- _TANTANGAN_
1 > Jawab pertanyaan berikut berdasarkan berita tentang presidential threshold.
(a) Pasal dan undang-undang mana yang memuat ketentuan presidential threshold?
(b) Berapa persen kursi DPR yang paling sedikit harus diperoleh partai pengusul?
(c) Siapa yang membacakan amar putusan, dan pada hari serta tanggal berapa?
2 > Tentukan apakah setiap pernyataan berikut sesuai dengan berita tentang presidential threshold. Jawab ya atau tidak, lalu kutip kata-kata berita yang menjadi dasarnya.
(a) Pergeseran pendirian Mahkamah hanya menyangkut angka persentase ambang batas.
(b) Syarat 25% suara sah secara nasional dihitung pada Pemilu Anggota DPR periode sebelumnya.
(c) Presidential threshold dinilai bertentangan dengan hak politik dan kedaulatan rakyat.
3 > Lanjutkan berita tentang presidential threshold mulai dari kalimat terakhirnya.

- _TEKS BACAAN_
+ + + +

MK Sebut ‘Presidential Threshold’ Bertentangan dengan Konstitusi

20250102-suhartoyo-2jan2025
Ketua MK Suhartoyo saat membacakan amar putusan Perkara Nomor 62/PUU-XXII/2024, Kamis, 2 Januari 2025. (Foto: MK/Humas/Bayu)

maiwanews – Mahkamah Konstitusi menyebut Presidential Threshold sebagaimana tercantum dalam Pasal 222 Undang-Undang Nomor 7 Tahun 2017 tentang Pemilihan Umum bertentangan dengan konstitusi.

Pasal ini menyatakan bahwa pasangan calon diusulkan oleh partai politik atau gabungan partai politik peserta pemilu dengan syarat perolehan kursi paling sedikit 20% dari jumlah kursi DPR (Dewan Perwakilan Rakyat) atau memperoleh 25% dari suara sah secara nasional pada Pemilu Anggota DPR periode sebelumnya.

Tidak hanya bertentangan dengan hak politik dan kedaulatan rakyat, PT (Presidential Threshold) juga dinilai melanggar moralitas, rasionalitas, dan ketidakadilan intolerable serta nyata-nyata bertentangan dengan Undang-Undang Dasar Negara Republik Indonesia Tahun 1945.

Alasan ini menjadi dasar bagi Mahkamah untuk bergeser dari pendirian dalam putusan-putusan sebelumnya terkait uji materi ambang batas pencalonan presiden. Pergeseran pendirian tersebut tidak hanya menyangkut besaran atau angka persentase ambang batas, tetapi jauh lebih mendasar adalah rezim ambang batas pengusulan pasangan calon presiden dan wakil presiden.

+ + + +

- _DATA YANG DITAMPILKAN_
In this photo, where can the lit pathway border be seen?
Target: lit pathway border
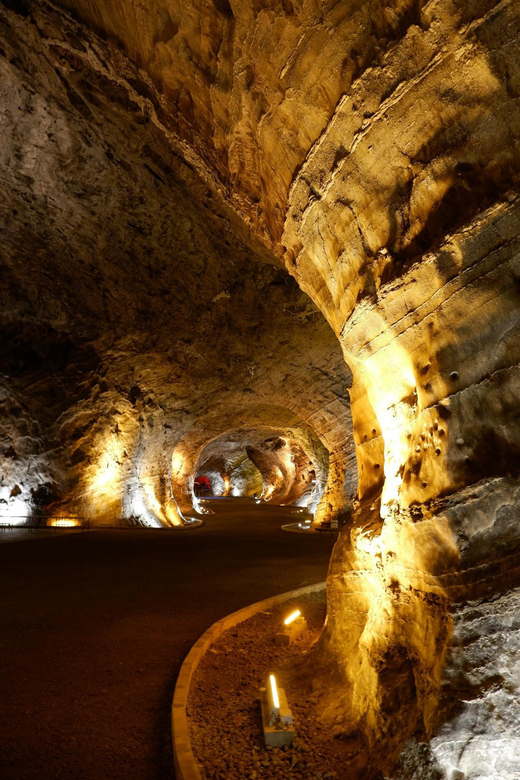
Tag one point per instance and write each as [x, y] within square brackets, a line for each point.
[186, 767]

+ + + +

- _JAWABAN TUGAS_
1 >
(a) Pasal 222 Undang-Undang Nomor 7 Tahun 2017 tentang Pemilihan Umum.
(b) Paling sedikit 20% dari jumlah kursi DPR.
(c) Ketua MK Suhartoyo, pada Kamis, 2 Januari 2025.

2 >
(a) Tidak. "tidak hanya menyangkut besaran atau angka persentase ambang batas, tetapi jauh lebih mendasar adalah rezim ambang batas pengusulan pasangan calon presiden dan wakil presiden"
(b) Ya. "memperoleh 25% dari suara sah secara nasional pada Pemilu Anggota DPR periode sebelumnya"
(c) Ya. "Tidak hanya bertentangan dengan hak politik dan kedaulatan rakyat"

3 >
“Berapapun besaran atau angka persentasenya adalah bertentangan dengan Pasal 6A ayat (2) UUD NRI Tahun 1945,” ujar Wakil Ketua MK Saldi Isra saat membacakan pertimbangan hukum Perkara Nomor 62/PUU-XXII/2024 pada Sidang Pengucapan Putusan di Ruang Sidang Pleno MK pada Kamis, 2 Januari 2025.

“Menyatakan norma Pasal 222 Undang-Undang Nomor 7 Tahun 2017 tentang Pemilihan Umum bertentangan dengan Undang-Undang Dasar Negara Republik Indonesia Tahun 1945 dan tidak mempunyai kekuatan hukum mengikat,” ucap Ketua MK Suhartoyo.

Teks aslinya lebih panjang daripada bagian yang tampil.